**What this exercise asks**
1. In the boxing recap below, why did Farmer lose points during his fight with Rizo? Answer in one to three sentences.
2. Find every line in the rows that contains the word "window", treating case as significant, and copy each of those lines.

**Text extract**
━━━━━━━━━━
8 Rounds – Junior Lightweights
Tevin “The American Idol” Farmer/Vineland, N.J. (22-4, 5 KOs) vs Orlando Rizo/Managua, Nicaragua (19-7, 11 KOs)
With tons of crowd support it was clear early who the fans came to see. The hometown favorite boxed superbly and showed brilliance in the ring, landing at will and using his great defense to outsmart and out thwart his fellow southpaw opponent. The first round began with both men feeling each other out and checking for distance, looking to see where they could land their shots. In the second round the pace of the fight picked up as Farmer began to pinpoint exactly where he wanted to land. With phenomenal head movement and tremendous footwork Farmer was untouchable in this round. At the start of the third round Farmer again pressed his attack, landing at will. Rizo fought off his back foot for most of the round, trying his best trade shots with the quick Farmer. Rizo’s punches often missed his opponent throughout the entire fight and by the beginning of the fourth you can see the frustration building up in his face. In the fourth round Farmer was deducted a point for a low blow which was to the dismay of the many fans in attendance. In the fifth and sixth rounds Farmer continued to land punches at will. During exchanges Rizo pressed Farmer to the ropes and landed couple of glancing left hands. Farmer maintained his distance and defense while he pot-shot Rizo from the outside with jabs to the face and body. Rounds seven and eight were no different with the exception of Farmer being deducted another point for a low blow that again had the crowd yell in dismay. Farmer did what he needed to do and that was box well without putting himself in harm’s way, pulling off a fantastic unanimous decision win (77-73, 78-72 2x). The gifted Farmer will be right back in the ring on December 2 at the 2300 Arena to again showcase his talents to his fans and boxing fans of the city of Philadelphia.
Bout #8 – Main Event
8 Rounds – Junior Middleweights
Ismael Garcia/Vineland, N.J. (10-0-1, 4 KOs) vs Tyrone Brunson/North Philadelphia (23-6-1, 22 KOs)
The first round of this chess match was a feel out round as both men made adjustments to counter each other’s style. The fight continued to be a chess match until the beginning of the eighth round where Brunson landed a strong left hand that stunned Garcia. Brunson pressed the action throughout the last and final round. The bout was ruled a draw with the judges scoring the fight 78-74 Garcia, 78-74 Brunson, 76-76 even).
━━━━━━━━━━
**Record set**
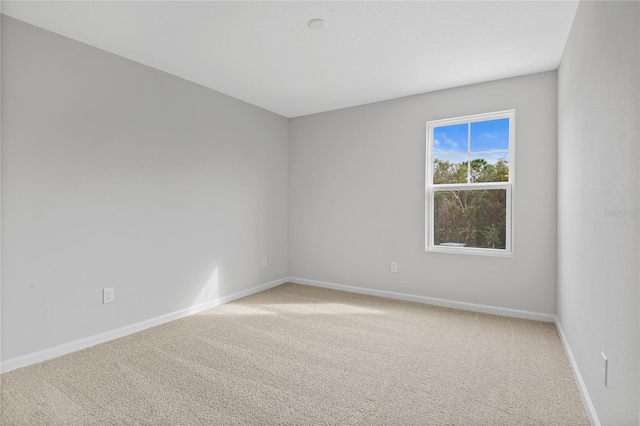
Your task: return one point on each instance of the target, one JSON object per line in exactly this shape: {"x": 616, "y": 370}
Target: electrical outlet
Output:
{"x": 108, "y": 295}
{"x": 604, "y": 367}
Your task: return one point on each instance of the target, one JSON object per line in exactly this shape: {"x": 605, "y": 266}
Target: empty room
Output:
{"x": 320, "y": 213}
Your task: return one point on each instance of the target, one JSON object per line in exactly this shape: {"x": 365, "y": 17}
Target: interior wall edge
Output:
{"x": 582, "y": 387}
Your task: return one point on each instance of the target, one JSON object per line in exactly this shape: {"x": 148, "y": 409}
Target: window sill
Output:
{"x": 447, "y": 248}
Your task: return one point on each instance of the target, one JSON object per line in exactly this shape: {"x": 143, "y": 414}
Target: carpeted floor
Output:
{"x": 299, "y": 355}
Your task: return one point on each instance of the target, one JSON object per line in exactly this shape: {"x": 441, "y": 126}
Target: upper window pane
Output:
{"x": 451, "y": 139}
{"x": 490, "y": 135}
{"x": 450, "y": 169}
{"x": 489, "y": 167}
━━━━━━━━━━
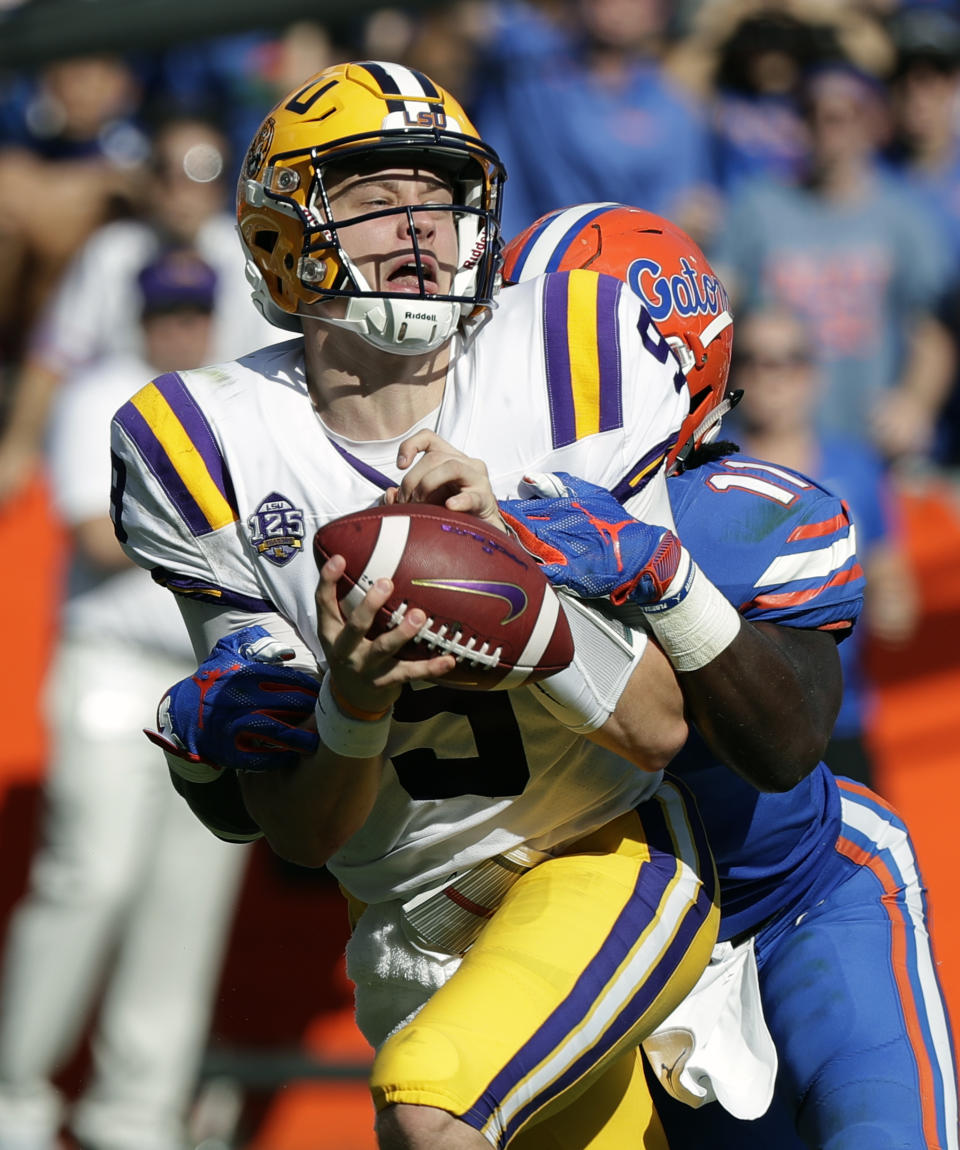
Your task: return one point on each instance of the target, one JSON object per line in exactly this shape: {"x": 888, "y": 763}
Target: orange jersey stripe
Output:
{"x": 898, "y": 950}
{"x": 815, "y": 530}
━━━━━━━━━━
**Answers to each task**
1. Farmer was deducted a point in the fourth round for a low blow. He lost another point for a low blow in rounds seven and eight.

2.
Target: window sill
Target: upper window pane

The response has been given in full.